- Problem set:
A – In the passage about the History in Action weekend, why were the Saxons and Vikings moving gingerly as they recreated their battle?
B – Please write what comes next in the passage about the History in Action weekend, picking up after its final sentence.

** BEGIN Selection **

I decided to give the Nazi-hunting a rest for a while - besides, I had plenty of other things I wanted to ask the 2,000 history-lovers who had gathered at Kirby Hall in Northamptonshire for a third annual History in Action weekend, billed as the most spectacular event of its kind in Europe.

These historical obsessives go to extraordinary lengths to dress, eat, sleep, party and fight as in days of yore (a parade of Portaloos by the entrance to the grounds is their only concession to modernity). While the rest of us are battling round Ikea or jostling for space on the terraces, these refugees from the modern world prefer to escape entirely from the present-day for a weekend by taking on the role (they call it "portraying") of anyone from a Viking to a Vietnam veteran in "companies" with names such as Ye Order of Ye Blak Prince and Kynges Ordynaunce.

It was raining hard when I arrived mid-morning, but the Saxons and Vikings were already at it, gingerly recreating a battle on the perilously slippery grass. A sizeable audience had assembled beneath a sea of golf umbrellas; facing them was a group of period onlookers - nuns and wenches lined up like cheerleaders. "Come back with us to a time of heroes," said a sombre voice over the PA. "As among the slain go the men seeking the tribute they have fought for." A couple of the soldiers, clearly enjoying themselves a little too much, refused point blank to die despite receiving apparently fatal injuries, and several of those indisputably run through with swords or pikes were milking their death for all it was worth; one managed to prolong his exit for a full five minutes by staggering, rolling, momentarily reviving and then finally collapsing in a twitching heap of soggy wool.

** END Selection **
** BEGIN Provided information **

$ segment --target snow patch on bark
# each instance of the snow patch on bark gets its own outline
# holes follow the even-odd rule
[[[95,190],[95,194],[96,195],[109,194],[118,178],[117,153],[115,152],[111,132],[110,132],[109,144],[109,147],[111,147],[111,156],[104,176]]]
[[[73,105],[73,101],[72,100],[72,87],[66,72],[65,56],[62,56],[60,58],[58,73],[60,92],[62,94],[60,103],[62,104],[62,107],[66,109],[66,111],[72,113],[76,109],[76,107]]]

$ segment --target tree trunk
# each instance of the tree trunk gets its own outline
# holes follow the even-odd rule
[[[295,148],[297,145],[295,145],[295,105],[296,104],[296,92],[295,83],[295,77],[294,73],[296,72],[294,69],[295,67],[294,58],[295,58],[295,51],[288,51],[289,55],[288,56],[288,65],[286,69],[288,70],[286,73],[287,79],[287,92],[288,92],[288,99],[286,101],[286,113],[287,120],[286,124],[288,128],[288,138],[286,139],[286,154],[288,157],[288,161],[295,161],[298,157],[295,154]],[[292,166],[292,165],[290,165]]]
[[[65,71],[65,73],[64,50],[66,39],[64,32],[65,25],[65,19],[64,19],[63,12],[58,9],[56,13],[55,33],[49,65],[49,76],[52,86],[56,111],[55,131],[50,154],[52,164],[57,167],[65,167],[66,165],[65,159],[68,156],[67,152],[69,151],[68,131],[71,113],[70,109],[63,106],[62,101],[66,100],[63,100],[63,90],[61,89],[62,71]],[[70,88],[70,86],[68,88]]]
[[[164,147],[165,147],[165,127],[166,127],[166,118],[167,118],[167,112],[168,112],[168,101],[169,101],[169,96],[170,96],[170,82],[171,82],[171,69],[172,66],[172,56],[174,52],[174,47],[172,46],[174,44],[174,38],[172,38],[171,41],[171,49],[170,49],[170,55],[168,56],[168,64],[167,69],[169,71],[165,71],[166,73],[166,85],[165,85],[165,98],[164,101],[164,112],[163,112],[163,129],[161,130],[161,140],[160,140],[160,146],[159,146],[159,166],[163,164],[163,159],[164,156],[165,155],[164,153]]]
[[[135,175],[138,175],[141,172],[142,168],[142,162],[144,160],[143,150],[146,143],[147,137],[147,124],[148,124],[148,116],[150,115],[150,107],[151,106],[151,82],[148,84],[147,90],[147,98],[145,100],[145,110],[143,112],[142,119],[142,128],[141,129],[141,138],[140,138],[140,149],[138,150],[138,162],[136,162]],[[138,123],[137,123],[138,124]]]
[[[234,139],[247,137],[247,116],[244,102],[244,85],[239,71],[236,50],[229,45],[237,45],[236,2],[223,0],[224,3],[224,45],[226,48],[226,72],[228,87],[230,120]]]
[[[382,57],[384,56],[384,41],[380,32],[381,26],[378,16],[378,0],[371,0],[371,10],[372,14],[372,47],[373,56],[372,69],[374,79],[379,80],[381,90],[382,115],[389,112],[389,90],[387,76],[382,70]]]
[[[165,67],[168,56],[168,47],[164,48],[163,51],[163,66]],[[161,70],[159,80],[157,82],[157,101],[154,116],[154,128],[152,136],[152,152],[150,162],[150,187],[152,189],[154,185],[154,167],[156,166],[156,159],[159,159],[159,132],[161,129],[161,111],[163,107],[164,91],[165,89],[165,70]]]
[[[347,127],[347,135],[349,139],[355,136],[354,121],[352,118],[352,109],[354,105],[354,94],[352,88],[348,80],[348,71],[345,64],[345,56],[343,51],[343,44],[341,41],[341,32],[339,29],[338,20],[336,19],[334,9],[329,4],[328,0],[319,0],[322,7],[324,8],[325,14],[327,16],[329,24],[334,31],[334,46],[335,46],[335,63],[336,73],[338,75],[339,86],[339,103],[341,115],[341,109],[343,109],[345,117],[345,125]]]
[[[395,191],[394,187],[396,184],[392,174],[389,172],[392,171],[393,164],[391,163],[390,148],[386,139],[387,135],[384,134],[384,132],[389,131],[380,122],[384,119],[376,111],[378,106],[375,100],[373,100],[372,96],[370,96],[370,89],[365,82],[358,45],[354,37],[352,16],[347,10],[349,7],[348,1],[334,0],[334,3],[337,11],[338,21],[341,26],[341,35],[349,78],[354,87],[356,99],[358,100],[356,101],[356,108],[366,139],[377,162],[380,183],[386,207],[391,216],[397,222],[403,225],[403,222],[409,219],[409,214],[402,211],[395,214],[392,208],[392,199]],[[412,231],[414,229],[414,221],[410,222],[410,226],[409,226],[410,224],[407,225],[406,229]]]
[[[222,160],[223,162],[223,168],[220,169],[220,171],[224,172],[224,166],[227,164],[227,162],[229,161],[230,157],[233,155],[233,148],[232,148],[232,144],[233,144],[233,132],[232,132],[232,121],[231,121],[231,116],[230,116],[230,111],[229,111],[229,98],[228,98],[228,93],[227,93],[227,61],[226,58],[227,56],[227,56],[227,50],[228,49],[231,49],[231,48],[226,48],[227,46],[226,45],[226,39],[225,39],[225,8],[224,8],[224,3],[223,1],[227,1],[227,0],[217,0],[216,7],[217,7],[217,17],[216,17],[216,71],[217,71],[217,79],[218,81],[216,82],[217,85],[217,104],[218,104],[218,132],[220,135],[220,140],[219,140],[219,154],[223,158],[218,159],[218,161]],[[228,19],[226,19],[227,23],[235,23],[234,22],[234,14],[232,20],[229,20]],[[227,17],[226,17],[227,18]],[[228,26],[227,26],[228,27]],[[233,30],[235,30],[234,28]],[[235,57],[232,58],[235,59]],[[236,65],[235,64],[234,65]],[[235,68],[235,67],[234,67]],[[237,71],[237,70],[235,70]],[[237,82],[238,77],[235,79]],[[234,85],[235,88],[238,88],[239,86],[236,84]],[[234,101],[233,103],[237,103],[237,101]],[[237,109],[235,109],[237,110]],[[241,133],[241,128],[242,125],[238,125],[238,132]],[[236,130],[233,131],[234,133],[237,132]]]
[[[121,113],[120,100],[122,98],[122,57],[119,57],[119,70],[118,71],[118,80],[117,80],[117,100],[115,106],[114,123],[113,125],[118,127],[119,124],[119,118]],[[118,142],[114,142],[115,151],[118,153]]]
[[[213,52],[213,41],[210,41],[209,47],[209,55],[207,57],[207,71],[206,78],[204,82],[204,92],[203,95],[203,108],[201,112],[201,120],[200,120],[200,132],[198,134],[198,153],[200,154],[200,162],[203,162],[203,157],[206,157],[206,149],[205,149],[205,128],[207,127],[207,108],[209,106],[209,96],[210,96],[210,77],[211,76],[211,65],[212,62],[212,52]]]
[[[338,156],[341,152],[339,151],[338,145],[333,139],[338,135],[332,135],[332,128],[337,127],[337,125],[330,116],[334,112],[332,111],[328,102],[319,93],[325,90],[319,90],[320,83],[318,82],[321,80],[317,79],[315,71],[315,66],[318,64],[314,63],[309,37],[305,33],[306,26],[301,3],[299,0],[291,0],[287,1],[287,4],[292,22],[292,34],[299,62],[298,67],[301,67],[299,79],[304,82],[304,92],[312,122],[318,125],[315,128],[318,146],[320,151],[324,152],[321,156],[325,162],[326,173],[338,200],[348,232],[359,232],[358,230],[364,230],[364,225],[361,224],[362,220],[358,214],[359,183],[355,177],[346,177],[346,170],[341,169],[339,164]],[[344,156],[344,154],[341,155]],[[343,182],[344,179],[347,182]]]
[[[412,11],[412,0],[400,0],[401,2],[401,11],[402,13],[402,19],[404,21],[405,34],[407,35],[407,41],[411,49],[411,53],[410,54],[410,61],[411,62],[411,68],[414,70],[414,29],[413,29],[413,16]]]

** END Provided information **

- Expected outputs:
A – They were fighting on grass that was perilously slippery after hard rain.

B –
With the 11.30am fight cancelled due to waterlogged gunpowder, I went for a wander among the encampments ranging across the fields behind the house. Some had made beds of straw, others stirred cauldrons of soupy grey mush over open fires as their children (also in costume) cavorted with plastic muskets and longbows. The air smelled deliciously of wood smoke, conspiring with the wind, which carried the shouts from the mid- morning American Civil War skirmish in Arena B and some live medieval music (courtesy of the Hautbois Musicians) to conjure goosebumps on even the most cynical.

Though they camp separately the groups do mingle and as I walked, I saw several improbable vignettes: a Second World War pilot saluting a confederate soldier, a Roman in Reeboks, and a Viking queuing for a savoury crepe. Another Roman clanked past wearing a full-length suit made from brass scales (Romans are the aristocrats of the re-enactment world, their costumes can cost over pounds 1,000), accidentally brushing the elbow of a Roundhead who dropped his Cornetto into the mud, prompting a unique exchange of scowls spanning half a millennium. My most disturbing encounter of the day occurred soon after that with a man portraying a Red Indian. Despite the inclement weather he had eschewed clothing in favour of a loincloth and face paint. The Indian, Greg Bates from Uckfield in Sussex, told me that another of his group had been adopted by a genuine tribe in North America and that he often spends his holidays with them.

Some of the more serious re-enactors take on entire personas; I listened in on a couple of their conversations, conducted in ye olde pseudo middle English: "She 'tis a wench sir," "'Tis our very own king of England!" and so on. Later I spoke to a Land Army volunteer with a live ferret on a lead. She had taken on the character of a rat catcher: "They call me Stinky Williams, can't think why," she told me. Many conversations were along the lines of, "I spent 10 hours on these gloves," "Oh that's nothing, it took my wife four years to make these earrings... " One woman was proudly telling a small audience how she dyed her clothes with her own urine, fermented for six months in a vat in her airing cupboard, while a member of the English Civil War Society explained how tansy cakes were used to cure flatulence in the 17th century (and, by the way, did you know onion juice is good for burns?).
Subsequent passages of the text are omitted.